--- EXCERPT PROVIDED Enclosed Below ---

In 2000, Jennifer Hyland Wang, then a doctoral candidate at the University of Wisconsin, wrote for Cinema Journal about how Forrest Gump earned its reputation as a "conservative" film: In the past, writers like Modern Fiction Studies' Thomas Byers had called it "aggressively conservative," and it had appeared in National Review's 1995 list of the 100 best conservative movies. In the process, she compiled an inventory of the ways in which Forrest Gump's plot reflects negative attitudes toward social change and seems to re-imagine the turbulence of the 1960s as mostly progressives' fault.
Blaming the Radicals
In Forrest Gump, proponents of social change are often punished or portrayed in a negative light. Forrest's childhood sweetheart Jenny, for instance, protests the war, joins in with the sexual revolution, and becomes linked to the Black Panther Party in her young adulthood. She then gets beat up onscreen by her boyfriend, a fellow radical, at the Black Panther headquarters in Washington; the Panthers simply stand by and watch until Forrest interrupts them and saves Jenny. Jenny later dies of a mysterious virus often assumed to be AIDS. As Wang puts it,
By evoking the threat of bodily harm to those women who did participate in political movements, the film limits the attractiveness of political change and vilifies the activism of the period. Progressive political movements, Forrest Gump asserts, did not help women make their mark but left their marks on America's women. ... The racial and sexual threat a 'political' African-American man embodies is grounded in the Black Panther's stance against the traditional American values that Forrest Gump eventually champions. By visualizing the danger of black autonomy to a white woman and by giving voice to the threats of Black Nationalism, Forrest Gump emphasizes the need to keep these bodies under white America's control.
In other words: Forrest Gump makes the Black Panthers look pretty bad.
The Butler, on the other hand, offers a more nuanced portrayal of the Black Panthers and their evolution. The Panther headquarters in The Butler is depicted as having rules written on the walls that encourage justice and respect ("always pay full price for goods"). White House butler Cecil Gaines's son Louis and his girlfriend Carol join the Panthers, and explain to Cecil and his wife over dinner that, yes, the movement does have radical political motives, but it also seeks to improve the community by providing childcare for low-income black families and free lunches to black children. (Cecil responds by promptly throwing them both out of the house.)
Later, however, the Panthers are asked to pledge that they'll kill in the name of their cause. Carol says she will; Louis, morally conflicted, says he won't. They break up.
The Virtue of Progress
In Forrest Gump, Forrest's loyalty, obedience, and innocence make him the undisputed hero and moral compass of the film. According to Wang, "Gump argues that eventually these conservative values," -- the ones often coded as "white," she points out -- "not the alternative 'liberal' ones explored in the 1960s, will survive the test of time." Thus, "Forrest Gump reestablishes the role of the white patriarch as the source of political and cultural renewal."

--- End of Enclosed EXCERPT PROVIDED ---
--- STORED DATA Enclosed Below ---

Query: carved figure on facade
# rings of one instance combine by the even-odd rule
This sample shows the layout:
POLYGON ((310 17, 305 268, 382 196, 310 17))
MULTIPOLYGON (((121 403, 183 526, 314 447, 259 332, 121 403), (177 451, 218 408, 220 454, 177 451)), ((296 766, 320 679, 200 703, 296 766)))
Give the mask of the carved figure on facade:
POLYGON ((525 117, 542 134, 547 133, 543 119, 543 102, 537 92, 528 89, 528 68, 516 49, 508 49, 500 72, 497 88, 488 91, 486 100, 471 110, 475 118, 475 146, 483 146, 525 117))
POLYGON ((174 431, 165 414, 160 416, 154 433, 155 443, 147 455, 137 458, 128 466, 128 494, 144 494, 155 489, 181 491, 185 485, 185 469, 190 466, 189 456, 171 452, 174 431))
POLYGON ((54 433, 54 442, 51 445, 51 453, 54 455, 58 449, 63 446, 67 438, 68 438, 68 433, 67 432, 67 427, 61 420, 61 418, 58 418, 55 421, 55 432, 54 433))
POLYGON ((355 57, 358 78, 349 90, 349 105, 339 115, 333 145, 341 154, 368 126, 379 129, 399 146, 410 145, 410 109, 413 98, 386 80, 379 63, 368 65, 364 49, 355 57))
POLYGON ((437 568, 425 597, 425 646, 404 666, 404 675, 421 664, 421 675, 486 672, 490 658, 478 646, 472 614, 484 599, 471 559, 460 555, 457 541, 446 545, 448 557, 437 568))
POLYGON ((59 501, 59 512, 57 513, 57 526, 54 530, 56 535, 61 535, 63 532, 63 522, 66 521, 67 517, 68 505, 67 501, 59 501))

--- End of Enclosed STORED DATA ---
--- STORED DATA Enclosed Below ---

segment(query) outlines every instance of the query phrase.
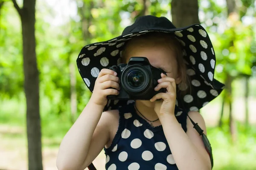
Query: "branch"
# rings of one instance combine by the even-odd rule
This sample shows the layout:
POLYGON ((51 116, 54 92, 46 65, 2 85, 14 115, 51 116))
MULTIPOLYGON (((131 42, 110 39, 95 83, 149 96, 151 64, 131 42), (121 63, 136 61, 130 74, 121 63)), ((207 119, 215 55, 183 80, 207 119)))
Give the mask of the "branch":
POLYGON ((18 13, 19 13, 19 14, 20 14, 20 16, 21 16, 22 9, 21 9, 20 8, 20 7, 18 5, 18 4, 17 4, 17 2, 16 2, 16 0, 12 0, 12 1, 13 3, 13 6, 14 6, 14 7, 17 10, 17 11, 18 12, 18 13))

--- End of Enclosed STORED DATA ---
--- STORED DATA Enclosed Below ---

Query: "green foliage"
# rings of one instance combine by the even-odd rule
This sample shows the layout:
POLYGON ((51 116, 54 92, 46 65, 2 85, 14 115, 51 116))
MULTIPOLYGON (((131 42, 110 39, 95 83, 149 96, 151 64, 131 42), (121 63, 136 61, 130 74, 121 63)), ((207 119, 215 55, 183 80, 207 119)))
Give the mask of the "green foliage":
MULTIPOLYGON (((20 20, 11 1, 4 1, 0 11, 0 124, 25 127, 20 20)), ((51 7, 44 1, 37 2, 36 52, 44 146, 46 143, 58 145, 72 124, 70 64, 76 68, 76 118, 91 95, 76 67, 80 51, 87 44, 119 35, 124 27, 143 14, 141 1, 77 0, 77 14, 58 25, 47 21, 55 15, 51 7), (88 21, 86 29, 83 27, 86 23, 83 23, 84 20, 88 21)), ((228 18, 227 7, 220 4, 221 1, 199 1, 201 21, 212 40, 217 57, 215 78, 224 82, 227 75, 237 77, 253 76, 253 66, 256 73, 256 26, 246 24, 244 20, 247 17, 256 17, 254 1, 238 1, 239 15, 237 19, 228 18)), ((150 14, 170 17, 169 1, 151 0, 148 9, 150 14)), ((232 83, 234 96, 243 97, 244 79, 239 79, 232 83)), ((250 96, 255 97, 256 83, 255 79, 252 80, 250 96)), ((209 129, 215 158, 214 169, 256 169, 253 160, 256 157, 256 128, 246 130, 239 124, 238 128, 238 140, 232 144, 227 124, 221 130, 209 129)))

--- End of Enclosed STORED DATA ---

= INSTRUCTIONS FOR THE TASK =
Please reproduce the passage from the text on Forrest Gump, starting with "In 2000, Jennifer" and going on through "mostly progressives' fault.".

= WRITTEN REPLY =
In 2000, Jennifer Hyland Wang, then a doctoral candidate at the University of Wisconsin, wrote for Cinema Journal about how Forrest Gump earned its reputation as a "conservative" film: In the past, writers like Modern Fiction Studies' Thomas Byers had called it "aggressively conservative," and it had appeared in National Review's 1995 list of the 100 best conservative movies. In the process, she compiled an inventory of the ways in which Forrest Gump's plot reflects negative attitudes toward social change and seems to re-imagine the turbulence of the 1960s as mostly progressives' fault.